Transcribe the data in full, keeping each line exactly as it appears.
BEGIN
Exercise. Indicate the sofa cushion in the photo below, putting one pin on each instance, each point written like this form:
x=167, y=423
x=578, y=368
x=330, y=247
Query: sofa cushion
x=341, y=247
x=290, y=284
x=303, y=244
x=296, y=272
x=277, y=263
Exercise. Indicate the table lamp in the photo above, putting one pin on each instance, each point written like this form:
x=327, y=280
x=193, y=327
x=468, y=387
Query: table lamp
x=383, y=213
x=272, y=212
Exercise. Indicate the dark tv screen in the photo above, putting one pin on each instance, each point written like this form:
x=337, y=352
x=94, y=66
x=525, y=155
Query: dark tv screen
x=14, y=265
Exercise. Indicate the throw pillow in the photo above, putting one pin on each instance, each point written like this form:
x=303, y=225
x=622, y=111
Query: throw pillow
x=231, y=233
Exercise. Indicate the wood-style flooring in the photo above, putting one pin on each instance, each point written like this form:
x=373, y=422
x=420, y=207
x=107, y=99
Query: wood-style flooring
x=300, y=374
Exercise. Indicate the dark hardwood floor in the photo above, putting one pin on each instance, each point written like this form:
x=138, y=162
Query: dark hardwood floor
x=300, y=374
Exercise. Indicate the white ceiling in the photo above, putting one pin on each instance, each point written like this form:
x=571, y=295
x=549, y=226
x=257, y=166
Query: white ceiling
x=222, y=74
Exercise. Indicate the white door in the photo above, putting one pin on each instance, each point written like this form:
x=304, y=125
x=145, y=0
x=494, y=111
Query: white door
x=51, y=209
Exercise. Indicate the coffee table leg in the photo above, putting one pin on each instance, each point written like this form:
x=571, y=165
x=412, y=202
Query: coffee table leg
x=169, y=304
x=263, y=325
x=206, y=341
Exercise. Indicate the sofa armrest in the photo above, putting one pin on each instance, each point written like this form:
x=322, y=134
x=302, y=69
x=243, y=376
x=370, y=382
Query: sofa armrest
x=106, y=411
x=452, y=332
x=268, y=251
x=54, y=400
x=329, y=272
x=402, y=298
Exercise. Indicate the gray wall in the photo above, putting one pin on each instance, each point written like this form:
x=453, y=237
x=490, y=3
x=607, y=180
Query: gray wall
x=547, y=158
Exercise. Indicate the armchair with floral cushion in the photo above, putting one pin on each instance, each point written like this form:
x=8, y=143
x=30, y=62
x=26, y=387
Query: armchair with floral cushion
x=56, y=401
END
• **RESPONSE AREA**
Exercise. Indicate the sofa cushion in the photo below, putting one pin on each instance, each point written like this form:
x=167, y=423
x=578, y=368
x=330, y=247
Query: sofa cushion
x=341, y=247
x=290, y=284
x=303, y=244
x=296, y=272
x=277, y=263
Exercise. Indicate the table lamp in the photo above, putting one pin on each instance, each point written like this form:
x=327, y=280
x=193, y=327
x=468, y=387
Query: table lamp
x=383, y=213
x=272, y=212
Exercise. Indicate the dark tv screen in the photo above, putting one pin on each instance, each point written like this form:
x=337, y=352
x=94, y=66
x=525, y=155
Query: dark tv screen
x=14, y=265
Exercise. Indicate the throw pillow in the photo above, putting one pin on each instance, each point written like this form:
x=303, y=225
x=622, y=111
Query: throw pillow
x=231, y=233
Exercise. Indicate the wood-style flooring in the photo above, putting one pin on each instance, each point written like this form:
x=373, y=422
x=420, y=207
x=107, y=99
Query: wood-style flooring
x=300, y=374
Exercise. Indicate the dark hardwood floor in the photo above, putting one pin on each instance, each point written like this form:
x=138, y=162
Query: dark hardwood floor
x=300, y=374
Exercise. Indicate the white ceiling in the photo above, putting one pin on each instance, each point written like this form:
x=571, y=295
x=549, y=226
x=257, y=166
Query: white ceiling
x=222, y=74
Exercise. Indicate the white door in the photo above, putting one pin on each instance, each point written like this form:
x=304, y=125
x=145, y=0
x=494, y=111
Query: white door
x=51, y=209
Exercise. Indicate the coffee table leg in the photo above, putting one pin on each instance, each point written like this form:
x=571, y=165
x=412, y=202
Query: coffee table leg
x=169, y=304
x=263, y=325
x=206, y=341
Exercise. Indicate the sofa armrest in the photo above, putting one pin on each instance, each point written like this form:
x=322, y=134
x=302, y=69
x=243, y=376
x=370, y=382
Query: sofa armrest
x=106, y=411
x=452, y=332
x=268, y=251
x=54, y=400
x=329, y=272
x=402, y=298
Exercise. Indicate the gray wall in the photo above, putting one pin on each instance, each point written like this form:
x=453, y=237
x=490, y=3
x=607, y=180
Query: gray wall
x=547, y=158
Exercise. Indicate the armchair with floral cushion in the photo above, putting one pin on each instance, each point written like this form:
x=8, y=143
x=30, y=62
x=26, y=387
Query: armchair with floral cushion
x=56, y=401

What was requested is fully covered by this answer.